=== PROMPT ===
Copy the following lines word for word, covering every item.

Rows from a dataset
++++++++++
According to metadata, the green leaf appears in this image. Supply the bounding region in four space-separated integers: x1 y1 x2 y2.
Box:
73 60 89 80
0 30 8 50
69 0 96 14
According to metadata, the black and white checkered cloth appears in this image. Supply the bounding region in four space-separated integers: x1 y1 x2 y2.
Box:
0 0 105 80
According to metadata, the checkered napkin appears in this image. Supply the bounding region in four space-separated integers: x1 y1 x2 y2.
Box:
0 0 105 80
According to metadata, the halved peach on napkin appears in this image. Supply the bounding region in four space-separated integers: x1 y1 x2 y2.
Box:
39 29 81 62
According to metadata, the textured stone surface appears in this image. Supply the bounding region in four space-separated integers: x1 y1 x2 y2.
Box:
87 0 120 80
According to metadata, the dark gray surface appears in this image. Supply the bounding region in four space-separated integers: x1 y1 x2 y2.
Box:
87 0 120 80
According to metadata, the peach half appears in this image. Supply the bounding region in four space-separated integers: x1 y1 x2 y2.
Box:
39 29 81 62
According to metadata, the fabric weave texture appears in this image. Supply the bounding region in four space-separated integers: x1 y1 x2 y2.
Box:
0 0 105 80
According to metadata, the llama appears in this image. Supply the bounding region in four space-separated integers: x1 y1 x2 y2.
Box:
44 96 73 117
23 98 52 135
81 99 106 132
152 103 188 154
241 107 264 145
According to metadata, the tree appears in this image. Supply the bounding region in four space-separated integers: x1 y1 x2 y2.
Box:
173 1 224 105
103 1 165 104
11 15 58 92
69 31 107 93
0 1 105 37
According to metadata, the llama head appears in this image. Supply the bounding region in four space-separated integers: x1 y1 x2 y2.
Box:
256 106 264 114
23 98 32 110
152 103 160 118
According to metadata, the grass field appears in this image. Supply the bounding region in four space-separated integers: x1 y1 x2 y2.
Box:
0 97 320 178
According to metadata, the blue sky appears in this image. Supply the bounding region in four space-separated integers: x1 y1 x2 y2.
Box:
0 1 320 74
++++++++++
=== WRITTEN REPLY ===
According to metadata, the green leaf appears in this image. Supply the bounding region in four space-separated integers: x1 y1 x2 y2.
Box:
73 60 89 80
0 30 8 50
69 0 96 14
According to metadata, the black and white checkered cloth appears in this image. Supply the bounding region in four space-separated integers: x1 y1 x2 y2.
Box:
0 0 105 80
According to metadata, the checkered napkin appears in this image. Supply the bounding region in four space-separated integers: x1 y1 x2 y2.
Box:
0 0 105 80
According to metadata, the halved peach on napkin appears in this image. Supply the bounding region in four space-separated integers: x1 y1 x2 y2.
Box:
39 29 81 62
According to metadata, the textured stone surface appears in this image. Supply the bounding region in four space-separated integers: x1 y1 x2 y2.
Box:
87 0 120 80
According to metadata, the dark gray surface appears in this image. Supply the bounding region in four space-separated integers: x1 y1 x2 y2.
Box:
87 0 120 80
According to metadata, the peach half appears in this image. Supply the bounding region in four space-separated integers: x1 y1 x2 y2.
Box:
39 29 81 62
According to metadata, the fabric weave texture appears in this image. Supply the bounding region in four space-separated integers: x1 y1 x2 y2.
Box:
0 0 105 80
According to metadata, the llama appears in this image. Supply the bounding region in four space-separated integers: x1 y1 x2 y2.
Box:
44 96 73 117
23 98 52 135
81 99 106 132
152 103 188 154
241 107 264 145
According to metadata, the tree appears in this image. Supply the bounding region in four space-separated integers: x1 y1 x2 y2.
Box:
173 1 224 105
103 1 165 104
11 15 58 92
69 31 107 93
0 1 105 37
According to metadata, the llama head appears in this image. Supply the bounding region in four space-separated integers: x1 y1 x2 y2.
Box:
256 106 264 114
23 98 32 110
152 103 160 118
According to metadata, the grass field appears in this image. Supply the bounding region in four space-separated integers: x1 y1 x2 y2.
Box:
0 97 320 178
According to metadata, the blue sky appears in this image. Supply the bounding region in four space-separated integers: x1 y1 x2 y2.
Box:
0 1 320 74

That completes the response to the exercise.